■ **Stated task**:
Answer these questions using the film review below.
1. Who directed the film?
2. What rating does the review give the film?
3. What does the tree on Pandora shed?

James Cameron doesn’t believe in small measures,whether it is sinking a ship or creating an inhabited moon.

Rating: 3 out of 5

DIRECTOR: James Cameron

CAST: Sam Worthington,Zoe Saldana,Sigourney Weaver,Michelle Rodriguez,Giovanni Ribisi

Rating: ***

James Cameron doesn’t believe in small measures,whether it is sinking a ship or creating an inhabited moon. So a world called nothing less than Pandora has everything he and his visualisers could drum up in a creative and wishful frenzy: animals that are a cross between dinosaurs,dragons,horses and dogs (in varying degrees); flowers that fold in on themselves or burst out as floating blossoms; plants that glow in the dark,especially just under your feet in the dense forest,or go dim when somebody dies; a tree that lets you hear your ancestors and sheds lighted seeds which are “pure spirits”; astonishing “floating mountains” in a “flux vortex”; and finally humanoids in blue skin,with shiny,carefully positioned,proportioned spots,and especially plaits with split ends which perform functions as diverse as letting you steer horses,guiding your own flight bird and connecting with the past.

[Records from a dataset]

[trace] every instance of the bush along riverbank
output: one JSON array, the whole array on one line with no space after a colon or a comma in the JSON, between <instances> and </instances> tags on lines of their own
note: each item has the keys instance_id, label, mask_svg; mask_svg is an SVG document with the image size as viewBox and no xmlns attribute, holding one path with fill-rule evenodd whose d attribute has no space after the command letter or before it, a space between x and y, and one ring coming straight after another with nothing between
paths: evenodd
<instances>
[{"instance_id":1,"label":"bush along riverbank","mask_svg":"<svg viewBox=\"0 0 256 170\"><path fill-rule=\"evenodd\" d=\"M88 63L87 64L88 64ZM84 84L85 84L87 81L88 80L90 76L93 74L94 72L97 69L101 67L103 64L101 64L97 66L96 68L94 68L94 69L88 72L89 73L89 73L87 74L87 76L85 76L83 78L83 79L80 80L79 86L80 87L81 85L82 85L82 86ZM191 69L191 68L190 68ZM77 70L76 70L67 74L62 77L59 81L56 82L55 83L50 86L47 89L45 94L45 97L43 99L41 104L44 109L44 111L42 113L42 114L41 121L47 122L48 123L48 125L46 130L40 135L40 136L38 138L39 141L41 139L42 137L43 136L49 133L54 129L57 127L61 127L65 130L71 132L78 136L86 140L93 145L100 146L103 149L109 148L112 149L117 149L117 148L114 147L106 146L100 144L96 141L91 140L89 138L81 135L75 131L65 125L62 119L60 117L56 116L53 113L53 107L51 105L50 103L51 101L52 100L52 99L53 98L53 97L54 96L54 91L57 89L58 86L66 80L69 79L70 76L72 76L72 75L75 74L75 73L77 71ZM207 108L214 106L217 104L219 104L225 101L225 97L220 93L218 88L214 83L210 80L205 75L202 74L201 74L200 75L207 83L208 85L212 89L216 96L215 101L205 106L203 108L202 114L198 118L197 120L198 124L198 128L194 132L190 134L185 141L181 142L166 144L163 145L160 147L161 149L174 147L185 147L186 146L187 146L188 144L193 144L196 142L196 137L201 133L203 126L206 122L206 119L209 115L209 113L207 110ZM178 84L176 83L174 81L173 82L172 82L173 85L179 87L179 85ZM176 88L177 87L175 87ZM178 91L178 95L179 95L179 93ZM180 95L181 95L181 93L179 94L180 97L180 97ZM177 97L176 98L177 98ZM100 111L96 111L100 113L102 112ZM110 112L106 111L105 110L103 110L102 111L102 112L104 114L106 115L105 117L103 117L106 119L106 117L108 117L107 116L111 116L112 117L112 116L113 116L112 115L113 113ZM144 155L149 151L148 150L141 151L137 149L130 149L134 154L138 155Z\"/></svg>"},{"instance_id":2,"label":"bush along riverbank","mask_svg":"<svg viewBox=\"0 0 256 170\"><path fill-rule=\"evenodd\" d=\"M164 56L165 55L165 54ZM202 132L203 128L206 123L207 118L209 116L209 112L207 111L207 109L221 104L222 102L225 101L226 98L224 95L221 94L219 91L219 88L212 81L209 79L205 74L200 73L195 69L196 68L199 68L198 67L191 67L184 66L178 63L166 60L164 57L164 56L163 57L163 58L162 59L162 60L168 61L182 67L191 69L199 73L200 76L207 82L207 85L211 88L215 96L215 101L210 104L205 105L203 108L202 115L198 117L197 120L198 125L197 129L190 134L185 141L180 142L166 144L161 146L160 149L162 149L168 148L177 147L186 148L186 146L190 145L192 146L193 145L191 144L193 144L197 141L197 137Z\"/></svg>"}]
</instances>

■ **Final result**:
1. James Cameron
2. 3 out of 5
3. Lighted seeds, which are "pure spirits"